# start of MATERIAL

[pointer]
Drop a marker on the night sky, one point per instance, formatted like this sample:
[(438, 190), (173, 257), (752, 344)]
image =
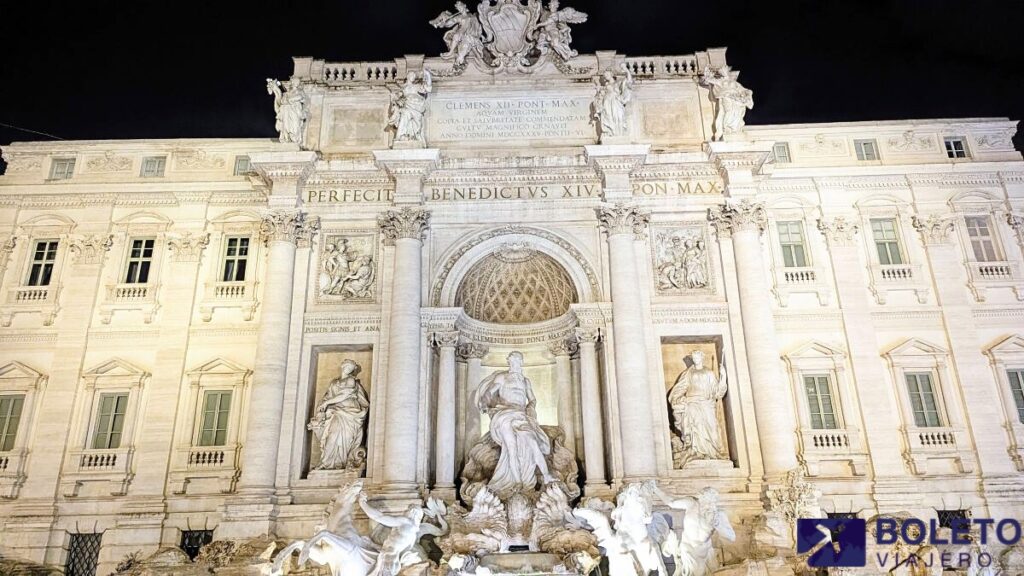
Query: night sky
[(159, 70)]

# end of MATERIAL

**SHORT TASK:** Reproduce the lines above word for word, leaving out the picture.

**RESULT OF THE TASK:**
[pointer]
Drop a marker on the night sky, one point per instance, formatted like this sample:
[(438, 190), (173, 257), (752, 344)]
image =
Query: night sky
[(159, 70)]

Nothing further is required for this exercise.